# ROWS:
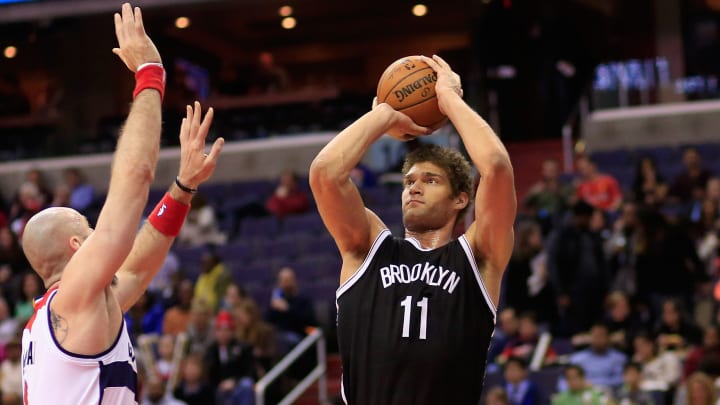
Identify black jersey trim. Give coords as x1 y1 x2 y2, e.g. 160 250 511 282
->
46 290 125 360
458 235 497 323
335 229 392 300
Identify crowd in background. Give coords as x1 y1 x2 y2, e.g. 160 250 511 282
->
488 147 720 405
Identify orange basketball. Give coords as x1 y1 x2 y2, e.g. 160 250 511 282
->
377 55 446 129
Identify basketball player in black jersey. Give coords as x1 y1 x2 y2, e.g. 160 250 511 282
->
310 56 517 405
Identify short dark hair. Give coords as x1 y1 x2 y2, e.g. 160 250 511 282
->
402 144 474 222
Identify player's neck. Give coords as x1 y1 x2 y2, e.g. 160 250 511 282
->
405 228 452 249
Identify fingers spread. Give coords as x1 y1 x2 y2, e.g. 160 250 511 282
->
208 138 225 162
113 13 125 44
135 7 145 36
200 107 215 138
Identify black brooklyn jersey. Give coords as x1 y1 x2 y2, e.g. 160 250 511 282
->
337 230 496 405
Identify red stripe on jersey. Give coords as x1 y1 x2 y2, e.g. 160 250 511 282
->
25 287 57 330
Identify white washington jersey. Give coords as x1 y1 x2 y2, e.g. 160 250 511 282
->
22 288 138 405
337 230 496 405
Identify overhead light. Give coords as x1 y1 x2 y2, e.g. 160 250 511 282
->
175 17 190 30
3 45 17 59
278 6 292 17
413 4 427 17
280 17 297 30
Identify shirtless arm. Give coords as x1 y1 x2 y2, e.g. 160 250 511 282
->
115 102 225 312
53 3 161 316
424 56 517 304
310 103 428 284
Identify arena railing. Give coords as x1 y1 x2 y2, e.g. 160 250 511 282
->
255 329 329 405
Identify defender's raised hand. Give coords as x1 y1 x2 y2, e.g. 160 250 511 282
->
178 101 225 189
113 3 162 72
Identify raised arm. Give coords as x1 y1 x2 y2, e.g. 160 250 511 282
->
310 103 428 283
116 102 225 312
53 3 164 311
424 56 517 274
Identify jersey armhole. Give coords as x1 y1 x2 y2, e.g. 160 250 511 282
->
335 229 391 300
458 235 497 323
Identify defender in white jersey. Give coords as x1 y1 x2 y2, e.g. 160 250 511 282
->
22 4 224 405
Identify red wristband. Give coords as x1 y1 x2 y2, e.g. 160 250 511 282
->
148 193 190 238
133 63 165 100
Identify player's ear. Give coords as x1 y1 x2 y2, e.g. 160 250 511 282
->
69 235 84 252
453 191 470 210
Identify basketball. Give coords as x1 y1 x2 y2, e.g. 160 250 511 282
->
377 55 446 129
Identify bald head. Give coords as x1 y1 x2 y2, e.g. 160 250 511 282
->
22 207 91 284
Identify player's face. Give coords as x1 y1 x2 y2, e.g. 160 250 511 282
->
402 162 456 230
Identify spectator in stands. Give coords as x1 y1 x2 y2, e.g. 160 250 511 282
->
631 156 668 207
568 322 627 391
249 51 289 94
125 291 165 342
572 291 650 355
265 171 310 219
0 226 30 295
205 311 255 405
683 325 720 378
635 209 708 318
488 307 519 362
186 299 214 353
10 168 53 211
267 267 317 352
220 282 248 312
0 73 30 117
548 201 608 337
173 353 215 405
14 272 45 322
503 357 540 405
632 333 682 392
140 378 186 405
484 386 510 405
504 221 557 325
685 372 717 405
605 202 639 295
10 181 48 240
0 295 20 346
576 156 622 212
148 250 182 307
195 247 232 312
605 291 650 354
552 364 608 405
655 298 703 351
233 298 276 377
178 194 227 246
615 363 660 405
0 338 23 405
63 167 95 215
524 159 573 235
498 312 556 365
162 279 195 336
669 147 712 204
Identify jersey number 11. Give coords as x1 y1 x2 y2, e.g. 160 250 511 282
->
400 295 428 340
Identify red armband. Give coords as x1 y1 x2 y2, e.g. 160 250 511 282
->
133 63 165 100
148 193 190 238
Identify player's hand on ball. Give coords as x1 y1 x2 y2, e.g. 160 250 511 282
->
422 55 463 115
373 97 432 142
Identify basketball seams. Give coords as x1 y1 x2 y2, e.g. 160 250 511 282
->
380 66 432 103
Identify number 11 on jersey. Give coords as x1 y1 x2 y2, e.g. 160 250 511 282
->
400 295 428 340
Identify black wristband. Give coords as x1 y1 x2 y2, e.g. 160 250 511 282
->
175 176 197 194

# WORK TO BE COMPLETED:
Convert every line of the material above into a two-column Markdown table headed Row and Line, numbering the rows and omitting blank lines. Exclude the pictures from the table.

# FINISHED EXERCISE:
| Row | Line |
|---|---|
| 1 | Identify black jersey trim. Give coords as x1 y1 x2 y2, e.g. 160 250 511 282 |
| 2 | -> |
| 3 | 46 290 125 360 |
| 4 | 458 235 497 323 |
| 5 | 335 229 392 300 |
| 6 | Identify crowd in background. Give coords as x1 y1 x2 y2, e.g. 160 250 511 282 |
| 7 | -> |
| 8 | 488 147 720 405 |
| 9 | Identify orange basketball. Give coords as x1 y1 x2 y2, e.g. 160 250 511 282 |
| 10 | -> |
| 11 | 377 55 446 129 |
| 12 | Identify basketball player in black jersey. Give coords as x1 y1 x2 y2, e.g. 160 250 511 282 |
| 13 | -> |
| 14 | 310 56 517 405 |
| 15 | Identify short dark hair. Give coords as x1 y1 x2 y2, e.g. 160 250 511 282 |
| 16 | -> |
| 17 | 402 144 474 222 |
| 18 | Identify player's neck. Give coords as x1 y1 x2 y2, e.g. 160 250 511 282 |
| 19 | -> |
| 20 | 405 228 452 249 |
| 21 | Identify fingers spread. Give coords as x1 y1 x2 y2, e.g. 160 250 511 282 |
| 22 | -> |
| 23 | 208 138 225 162 |
| 24 | 113 13 125 44 |
| 25 | 135 7 145 36 |
| 26 | 200 107 215 138 |
| 27 | Identify black brooklyn jersey. Give coords as x1 y1 x2 y2, e.g. 160 250 511 282 |
| 28 | -> |
| 29 | 337 230 496 405 |
| 30 | Identify red stripe on jersey. Give coords as x1 y1 x2 y2, e.g. 160 250 511 282 |
| 31 | -> |
| 32 | 25 287 57 330 |
| 33 | Identify white washington jersey. Give coords as x1 y1 x2 y2, e.g. 160 250 511 282 |
| 34 | -> |
| 35 | 22 288 138 405 |
| 36 | 337 230 496 405 |
| 37 | Identify overhead light. Give coords as x1 y1 x2 y2, e.g. 160 250 511 282 |
| 38 | -> |
| 39 | 175 17 190 30 |
| 40 | 3 45 17 59 |
| 41 | 278 6 292 17 |
| 42 | 413 4 427 17 |
| 43 | 280 17 297 30 |
| 44 | Identify shirtless arm. Give coords as x1 y1 x2 y2, e.g. 160 250 511 282 |
| 45 | -> |
| 46 | 115 102 225 312 |
| 47 | 53 3 161 316 |
| 48 | 424 56 517 304 |
| 49 | 310 103 428 284 |
| 50 | Identify arena railing. Give coords as x1 y1 x2 y2, e.g. 160 250 511 282 |
| 51 | -> |
| 52 | 255 329 329 405 |
| 53 | Identify defender's raised hand. Give coords as x1 y1 x2 y2, e.g. 160 250 511 282 |
| 54 | -> |
| 55 | 178 101 225 189 |
| 56 | 113 3 162 72 |
| 57 | Identify raised arm. Give coords as x1 y1 x2 y2, e.g. 160 250 511 282 |
| 58 | -> |
| 59 | 310 103 428 283 |
| 60 | 116 102 225 312 |
| 61 | 53 3 164 311 |
| 62 | 424 56 517 274 |
| 63 | Identify jersey armhole. Give coords as x1 y1 x2 y2, e.g. 160 250 511 282 |
| 64 | -> |
| 65 | 335 229 391 300 |
| 66 | 458 235 497 323 |
| 67 | Identify defender in white jersey. Give coords as x1 y1 x2 y2, e.g. 160 250 511 282 |
| 68 | -> |
| 69 | 22 4 224 405 |
| 70 | Identify red wristband. Give coords as x1 y1 x2 y2, e.g. 160 250 511 282 |
| 71 | -> |
| 72 | 148 193 190 238 |
| 73 | 133 63 165 100 |
| 74 | Identify player's ear. Give coords as x1 y1 x2 y2, e.g. 160 250 511 282 |
| 75 | -> |
| 76 | 69 235 84 252 |
| 77 | 453 191 470 210 |
| 78 | Identify basketball. Give coords as x1 y1 x2 y2, e.g. 160 250 511 282 |
| 79 | -> |
| 80 | 377 55 446 129 |
| 81 | Identify bald head. Give coords as x1 y1 x2 y2, e.g. 160 250 511 282 |
| 82 | -> |
| 83 | 22 207 91 284 |
| 84 | Identify player's face. Give coords as x1 y1 x2 y2, e.g. 160 250 511 282 |
| 85 | -> |
| 86 | 402 162 456 230 |
| 87 | Identify spectator in stands. Give coords as x1 y1 x2 y2, e.g. 160 250 511 282 |
| 88 | -> |
| 89 | 631 156 668 207 |
| 90 | 568 322 627 391 |
| 91 | 249 51 289 94 |
| 92 | 125 291 165 342 |
| 93 | 572 291 650 355 |
| 94 | 265 171 310 219 |
| 95 | 0 226 30 295 |
| 96 | 205 311 255 405 |
| 97 | 683 325 720 378 |
| 98 | 635 209 708 318 |
| 99 | 488 307 519 362 |
| 100 | 186 299 214 353 |
| 101 | 10 168 53 211 |
| 102 | 267 267 317 352 |
| 103 | 220 282 248 312 |
| 104 | 0 73 30 117 |
| 105 | 548 201 608 337 |
| 106 | 173 353 215 405 |
| 107 | 14 272 45 322 |
| 108 | 503 357 540 405 |
| 109 | 632 333 682 392 |
| 110 | 140 378 186 405 |
| 111 | 484 386 510 405 |
| 112 | 504 221 557 325 |
| 113 | 685 372 717 405 |
| 114 | 605 202 639 295 |
| 115 | 10 181 48 240 |
| 116 | 0 295 20 346 |
| 117 | 576 156 622 212 |
| 118 | 148 250 182 307 |
| 119 | 195 247 232 312 |
| 120 | 605 291 650 354 |
| 121 | 552 364 608 405 |
| 122 | 655 298 703 351 |
| 123 | 233 298 276 377 |
| 124 | 178 194 227 246 |
| 125 | 615 363 660 405 |
| 126 | 0 338 23 405 |
| 127 | 63 167 95 215 |
| 128 | 524 159 573 235 |
| 129 | 498 312 556 365 |
| 130 | 162 279 195 336 |
| 131 | 669 147 712 204 |
| 132 | Identify jersey number 11. Give coords as x1 y1 x2 y2, e.g. 160 250 511 282 |
| 133 | -> |
| 134 | 400 295 428 340 |
| 135 | Identify red armband. Give coords as x1 y1 x2 y2, e.g. 160 250 511 282 |
| 136 | -> |
| 137 | 133 63 165 100 |
| 138 | 148 193 190 238 |
| 139 | Identify player's hand on ball. Give coords as x1 y1 x2 y2, e.g. 160 250 511 282 |
| 140 | -> |
| 141 | 422 55 463 115 |
| 142 | 373 97 432 142 |
| 143 | Identify basketball seams. Give coords as x1 y1 x2 y2, e.g. 160 250 511 282 |
| 144 | -> |
| 145 | 380 66 432 103 |
| 146 | Identify number 11 on jersey. Give coords as x1 y1 x2 y2, e.g. 160 250 511 282 |
| 147 | -> |
| 148 | 400 295 428 340 |
| 149 | Identify black wristband. Give coords as x1 y1 x2 y2, e.g. 160 250 511 282 |
| 150 | -> |
| 151 | 175 176 197 194 |